AbstractPartitionAssignor中的assign 实现kafka Consumer 的分区策略
默认为RoundRobin 模式的，按照topic分配，可以overRide这个方法自定义分区策略

public Map<String, Assignment> assign(Cluster metadata, Map<String, Subscription> subscriptions) {
    Set<String> allSubscribedTopics = new HashSet<>();
    for (Map.Entry<String, Subscription> subscriptionEntry : subscriptions.entrySet())
        allSubscribedTopics.addAll(subscriptionEntry.getValue().topics());

    Map<String, Integer> partitionsPerTopic = new HashMap<>();
    for (String topic : allSubscribedTopics) {
        Integer numPartitions = metadata.partitionCountForTopic(topic);
        if (numPartitions != null && numPartitions > 0)
            partitionsPerTopic.put(topic, numPartitions);
        else
            log.debug("Skipping assignment for topic {} since no metadata is available", topic);
    }

通过组件 AbstractPartitionDiscoverer 处理后将得到由两个 KafkaTopicPartition 对象组成的集合：KafkaTopicPartition(topic:A, partition:0) 和 KafkaTopicPartition(topic:A, partition:1)

checkpoint
Flink Kafka Consumer 最主要的职责就是能从 Kafka 中获取数据，交给下游处理。在 Kafka Consumer 中 AbstractFetcher 组件负责完成这部分功能。除此之外 Fetcher 还负责 offset 的提交、KafkaTopicPartitionState 结构的数据维护。
状态的数据结构的存储在KafkaTopicPartitionState
ListState 为状态存储结构
在 FlinkKafkaConsumerBase中实现了checkPointFunction，所以当comsumer开启checkpoint后，可以实现checkpointedFuntion里的逻辑

public abstract class FlinkKafkaConsumerBase<T> extends RichParallelSourceFunction<T> implements
      CheckpointListener,
      ResultTypeQueryable<T>,
      CheckpointedFunction {

checkpointedFunction中包含以下两个函数

/**
 * This method is called when a snapshot for a checkpoint is requested. This acts as a hook to the function to
 * ensure that all state is exposed by means previously offered through {@link FunctionInitializationContext} when
 * the Function was initialized, or offered now by {@link FunctionSnapshotContext} itself.

#### 练习 A:
判断以下三项说法是否与文档正文相符，每项回答“是”或“否”，并原样引用文档正文中起决定作用的词句：(i) 默认的分区策略为 RoundRobin 模式；(ii) Fetcher 负责 offset 的提交；(iii) 状态存储结构为 MapState。
#### 练习 B:
用两句话概括文档正文。
#### 练习 C:
请将文档正文中从“partitionsPerTopic.put(topic, numPartitions);”到“和 KafkaTopicPartition(topic:A, partition:1)”的部分逐字照抄出来。

#### 数据部分:
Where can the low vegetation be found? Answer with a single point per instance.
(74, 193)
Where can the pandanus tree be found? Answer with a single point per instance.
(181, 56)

#### 练习答案 A:
(i) 是。“默认为RoundRobin 模式的，按照topic分配”
(ii) 是。“除此之外 Fetcher 还负责 offset 的提交”
(iii) 否。“ListState 为状态存储结构”

#### 练习答案 B:
Kafka Consumer 的分区策略由 AbstractPartitionAssignor 中的 assign 实现，默认为按 topic 分配的 RoundRobin 模式，也可以通过 override 这个方法自定义分区策略。在 Flink Kafka Consumer 中，AbstractFetcher 负责从 Kafka 获取数据并交给下游处理，Fetcher 还负责 offset 的提交和 KafkaTopicPartitionState 结构的数据维护；状态存储结构为 ListState，FlinkKafkaConsumerBase 实现了 CheckpointedFunction，因此 consumer 开启 checkpoint 后可以实现其中的逻辑。

#### 练习答案 C:
partitionsPerTopic.put(topic, numPartitions);
        else
            log.debug("Skipping assignment for topic {} since no metadata is available", topic);
    }

通过组件 AbstractPartitionDiscoverer 处理后将得到由两个 KafkaTopicPartition 对象组成的集合：KafkaTopicPartition(topic:A, partition:0) 和 KafkaTopicPartition(topic:A, partition:1)